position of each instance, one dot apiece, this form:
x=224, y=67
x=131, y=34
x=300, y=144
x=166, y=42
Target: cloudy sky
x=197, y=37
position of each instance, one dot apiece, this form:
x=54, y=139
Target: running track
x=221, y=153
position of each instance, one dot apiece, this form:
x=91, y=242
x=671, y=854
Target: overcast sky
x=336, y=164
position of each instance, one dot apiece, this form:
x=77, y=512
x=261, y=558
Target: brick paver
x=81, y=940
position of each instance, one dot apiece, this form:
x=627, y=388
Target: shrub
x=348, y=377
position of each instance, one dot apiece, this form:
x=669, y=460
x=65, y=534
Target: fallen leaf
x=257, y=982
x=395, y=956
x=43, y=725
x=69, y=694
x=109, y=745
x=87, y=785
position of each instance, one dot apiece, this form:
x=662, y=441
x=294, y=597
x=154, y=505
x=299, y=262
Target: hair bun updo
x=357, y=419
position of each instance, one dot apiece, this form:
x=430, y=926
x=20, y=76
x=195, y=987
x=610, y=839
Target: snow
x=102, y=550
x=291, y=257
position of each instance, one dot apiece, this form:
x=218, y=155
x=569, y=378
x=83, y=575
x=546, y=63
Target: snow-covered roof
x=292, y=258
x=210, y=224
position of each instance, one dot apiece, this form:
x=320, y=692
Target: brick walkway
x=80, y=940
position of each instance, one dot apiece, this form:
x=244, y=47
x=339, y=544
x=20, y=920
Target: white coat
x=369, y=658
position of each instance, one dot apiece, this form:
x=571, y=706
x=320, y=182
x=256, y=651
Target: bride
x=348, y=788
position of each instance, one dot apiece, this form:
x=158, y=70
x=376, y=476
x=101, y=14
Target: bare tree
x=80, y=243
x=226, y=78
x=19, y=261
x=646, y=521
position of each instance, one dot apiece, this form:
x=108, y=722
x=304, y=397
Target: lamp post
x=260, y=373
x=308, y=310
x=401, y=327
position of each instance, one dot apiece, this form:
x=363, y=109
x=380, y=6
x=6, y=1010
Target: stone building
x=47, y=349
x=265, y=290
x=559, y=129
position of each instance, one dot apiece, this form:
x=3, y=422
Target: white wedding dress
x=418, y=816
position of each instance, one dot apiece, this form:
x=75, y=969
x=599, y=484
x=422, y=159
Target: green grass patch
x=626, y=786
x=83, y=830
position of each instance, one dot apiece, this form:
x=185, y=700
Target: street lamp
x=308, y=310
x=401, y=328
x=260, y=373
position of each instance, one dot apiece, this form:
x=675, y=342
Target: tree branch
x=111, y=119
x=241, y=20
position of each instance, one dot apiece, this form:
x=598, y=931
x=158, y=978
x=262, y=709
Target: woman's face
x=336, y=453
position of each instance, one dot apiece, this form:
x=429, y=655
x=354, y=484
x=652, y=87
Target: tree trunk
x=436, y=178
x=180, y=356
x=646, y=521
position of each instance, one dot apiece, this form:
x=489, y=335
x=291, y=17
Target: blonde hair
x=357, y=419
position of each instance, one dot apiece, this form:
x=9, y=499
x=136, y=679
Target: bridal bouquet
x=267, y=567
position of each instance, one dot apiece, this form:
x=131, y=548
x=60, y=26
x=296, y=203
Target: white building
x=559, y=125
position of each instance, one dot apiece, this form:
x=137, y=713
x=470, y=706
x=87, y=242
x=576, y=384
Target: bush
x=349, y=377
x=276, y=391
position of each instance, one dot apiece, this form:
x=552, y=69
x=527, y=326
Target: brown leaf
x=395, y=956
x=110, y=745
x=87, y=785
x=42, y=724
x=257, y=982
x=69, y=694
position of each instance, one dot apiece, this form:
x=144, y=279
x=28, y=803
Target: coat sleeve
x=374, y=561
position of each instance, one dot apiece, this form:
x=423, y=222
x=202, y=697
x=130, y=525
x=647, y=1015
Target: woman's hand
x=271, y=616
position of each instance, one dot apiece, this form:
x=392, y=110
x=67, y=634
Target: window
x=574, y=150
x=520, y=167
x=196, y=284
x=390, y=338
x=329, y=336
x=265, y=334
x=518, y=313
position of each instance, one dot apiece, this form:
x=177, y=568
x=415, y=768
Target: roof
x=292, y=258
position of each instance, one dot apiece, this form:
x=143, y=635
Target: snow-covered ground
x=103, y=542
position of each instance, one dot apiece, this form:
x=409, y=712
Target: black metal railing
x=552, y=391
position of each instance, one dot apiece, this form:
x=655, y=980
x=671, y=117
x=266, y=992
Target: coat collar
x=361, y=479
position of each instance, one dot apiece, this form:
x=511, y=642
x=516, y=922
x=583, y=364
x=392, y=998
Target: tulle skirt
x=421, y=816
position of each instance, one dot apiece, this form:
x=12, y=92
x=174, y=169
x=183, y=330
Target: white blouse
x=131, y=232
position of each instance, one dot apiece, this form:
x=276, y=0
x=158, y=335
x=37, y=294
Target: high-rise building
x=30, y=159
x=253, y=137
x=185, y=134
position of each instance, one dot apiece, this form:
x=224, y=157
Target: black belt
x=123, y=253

——————————

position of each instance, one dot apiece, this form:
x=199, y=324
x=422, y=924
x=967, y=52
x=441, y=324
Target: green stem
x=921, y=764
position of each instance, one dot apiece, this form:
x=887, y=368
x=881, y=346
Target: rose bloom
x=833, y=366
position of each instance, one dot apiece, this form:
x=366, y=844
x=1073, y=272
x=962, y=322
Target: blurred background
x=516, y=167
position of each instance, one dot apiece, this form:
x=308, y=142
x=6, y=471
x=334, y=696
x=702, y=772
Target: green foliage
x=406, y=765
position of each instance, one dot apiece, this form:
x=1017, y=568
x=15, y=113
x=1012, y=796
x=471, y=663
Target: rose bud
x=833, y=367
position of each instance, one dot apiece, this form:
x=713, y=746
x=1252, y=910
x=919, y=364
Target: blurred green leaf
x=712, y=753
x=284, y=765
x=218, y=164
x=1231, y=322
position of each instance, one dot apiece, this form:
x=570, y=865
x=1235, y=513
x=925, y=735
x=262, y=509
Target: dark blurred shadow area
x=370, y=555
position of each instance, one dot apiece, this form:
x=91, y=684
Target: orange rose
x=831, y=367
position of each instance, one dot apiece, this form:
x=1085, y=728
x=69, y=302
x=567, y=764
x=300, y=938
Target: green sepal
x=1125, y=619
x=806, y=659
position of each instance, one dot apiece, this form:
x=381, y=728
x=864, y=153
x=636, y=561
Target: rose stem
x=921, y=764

——————————

GIVEN PROBLEM:
Count the lines above that contain the string "snow", matching case exactly, and give only the number.

WRITTEN ANSWER:
3